*TASK STATEMENT*
In the records that come next, find every line with "below". Return those lines.
*** Block opens ***
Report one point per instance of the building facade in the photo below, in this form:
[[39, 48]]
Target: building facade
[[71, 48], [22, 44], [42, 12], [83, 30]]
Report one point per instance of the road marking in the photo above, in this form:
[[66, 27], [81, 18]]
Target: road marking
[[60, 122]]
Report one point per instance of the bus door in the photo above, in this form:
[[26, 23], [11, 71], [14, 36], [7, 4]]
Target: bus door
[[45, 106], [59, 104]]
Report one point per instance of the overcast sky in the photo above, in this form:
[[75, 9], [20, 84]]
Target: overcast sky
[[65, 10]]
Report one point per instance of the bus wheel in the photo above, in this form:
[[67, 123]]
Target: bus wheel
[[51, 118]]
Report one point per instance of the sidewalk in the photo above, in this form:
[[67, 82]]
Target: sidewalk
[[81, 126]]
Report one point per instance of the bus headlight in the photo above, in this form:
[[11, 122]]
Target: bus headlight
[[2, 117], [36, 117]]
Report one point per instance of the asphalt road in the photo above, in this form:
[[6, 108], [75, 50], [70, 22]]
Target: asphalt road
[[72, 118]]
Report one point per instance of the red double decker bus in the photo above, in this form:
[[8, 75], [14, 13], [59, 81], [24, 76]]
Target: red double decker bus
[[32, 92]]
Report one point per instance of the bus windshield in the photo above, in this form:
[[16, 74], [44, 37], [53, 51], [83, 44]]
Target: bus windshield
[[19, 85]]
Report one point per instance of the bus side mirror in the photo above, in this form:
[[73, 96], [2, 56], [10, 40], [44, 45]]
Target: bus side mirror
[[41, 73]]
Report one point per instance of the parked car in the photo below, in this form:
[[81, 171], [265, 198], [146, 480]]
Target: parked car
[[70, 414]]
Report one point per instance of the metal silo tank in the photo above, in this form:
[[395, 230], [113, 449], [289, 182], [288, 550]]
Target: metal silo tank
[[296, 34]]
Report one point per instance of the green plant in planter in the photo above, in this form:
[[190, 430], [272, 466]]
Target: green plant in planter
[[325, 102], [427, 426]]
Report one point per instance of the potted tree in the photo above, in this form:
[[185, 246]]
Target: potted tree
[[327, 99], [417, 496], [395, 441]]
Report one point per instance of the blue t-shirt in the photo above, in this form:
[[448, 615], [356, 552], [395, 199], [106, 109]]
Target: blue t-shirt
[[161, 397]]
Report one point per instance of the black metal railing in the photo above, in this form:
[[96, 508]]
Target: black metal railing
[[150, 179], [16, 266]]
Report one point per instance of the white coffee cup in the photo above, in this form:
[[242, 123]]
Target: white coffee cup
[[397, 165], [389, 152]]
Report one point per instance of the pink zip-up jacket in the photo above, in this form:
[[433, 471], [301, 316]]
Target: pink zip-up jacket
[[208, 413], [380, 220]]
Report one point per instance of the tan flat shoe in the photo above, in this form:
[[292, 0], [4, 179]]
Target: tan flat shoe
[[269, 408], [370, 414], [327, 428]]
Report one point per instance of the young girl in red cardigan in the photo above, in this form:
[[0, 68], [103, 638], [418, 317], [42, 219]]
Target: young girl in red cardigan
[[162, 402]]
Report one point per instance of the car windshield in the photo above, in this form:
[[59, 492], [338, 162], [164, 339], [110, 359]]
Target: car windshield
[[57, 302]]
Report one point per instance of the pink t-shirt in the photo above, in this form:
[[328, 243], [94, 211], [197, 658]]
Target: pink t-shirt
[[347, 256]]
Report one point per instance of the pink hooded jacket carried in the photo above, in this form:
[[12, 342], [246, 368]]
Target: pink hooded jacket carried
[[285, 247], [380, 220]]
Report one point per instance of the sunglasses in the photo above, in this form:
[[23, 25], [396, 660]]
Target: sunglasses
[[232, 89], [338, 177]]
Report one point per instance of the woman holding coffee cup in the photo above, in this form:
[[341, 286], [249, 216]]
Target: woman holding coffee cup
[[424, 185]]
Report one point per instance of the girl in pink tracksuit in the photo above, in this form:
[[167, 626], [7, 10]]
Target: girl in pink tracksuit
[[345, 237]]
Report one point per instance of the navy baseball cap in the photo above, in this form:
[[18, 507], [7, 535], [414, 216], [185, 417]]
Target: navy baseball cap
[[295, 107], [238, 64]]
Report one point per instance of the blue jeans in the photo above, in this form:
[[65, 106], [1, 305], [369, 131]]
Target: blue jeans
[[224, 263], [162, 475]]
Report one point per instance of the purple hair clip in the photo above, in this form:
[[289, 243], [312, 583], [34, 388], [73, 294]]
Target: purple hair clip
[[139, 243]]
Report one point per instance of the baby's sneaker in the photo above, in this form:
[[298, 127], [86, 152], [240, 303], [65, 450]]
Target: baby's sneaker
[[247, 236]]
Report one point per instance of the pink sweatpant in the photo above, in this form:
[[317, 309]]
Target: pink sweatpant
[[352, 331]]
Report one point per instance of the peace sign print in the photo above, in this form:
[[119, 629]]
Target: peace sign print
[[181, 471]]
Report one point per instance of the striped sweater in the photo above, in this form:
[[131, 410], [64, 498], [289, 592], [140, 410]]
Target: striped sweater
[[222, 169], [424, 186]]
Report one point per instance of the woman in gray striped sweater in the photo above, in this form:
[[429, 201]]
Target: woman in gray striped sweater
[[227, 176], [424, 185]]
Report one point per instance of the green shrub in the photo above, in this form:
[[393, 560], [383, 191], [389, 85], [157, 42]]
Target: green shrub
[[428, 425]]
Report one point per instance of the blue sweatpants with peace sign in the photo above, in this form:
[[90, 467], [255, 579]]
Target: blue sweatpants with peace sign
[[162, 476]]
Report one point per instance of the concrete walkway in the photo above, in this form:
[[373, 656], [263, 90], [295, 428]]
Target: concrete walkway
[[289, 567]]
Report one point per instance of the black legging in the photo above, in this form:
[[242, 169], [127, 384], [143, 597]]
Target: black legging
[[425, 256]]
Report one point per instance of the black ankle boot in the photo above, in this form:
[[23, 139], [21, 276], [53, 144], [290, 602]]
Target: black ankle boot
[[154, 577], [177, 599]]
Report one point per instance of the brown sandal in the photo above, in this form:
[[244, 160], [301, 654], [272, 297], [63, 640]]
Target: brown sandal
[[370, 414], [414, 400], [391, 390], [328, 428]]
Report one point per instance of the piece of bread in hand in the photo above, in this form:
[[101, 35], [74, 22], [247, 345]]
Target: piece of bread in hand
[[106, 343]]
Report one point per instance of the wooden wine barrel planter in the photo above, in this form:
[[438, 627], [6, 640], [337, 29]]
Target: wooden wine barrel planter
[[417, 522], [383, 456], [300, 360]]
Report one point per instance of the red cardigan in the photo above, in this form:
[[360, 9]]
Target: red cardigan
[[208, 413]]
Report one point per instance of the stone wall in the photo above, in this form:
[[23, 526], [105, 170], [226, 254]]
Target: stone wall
*** Block closes ***
*ANSWER SPACE*
Report one point per instance of the building facade in the photo below, in this form:
Report one point per instance of the parked car in the photo below, in this form:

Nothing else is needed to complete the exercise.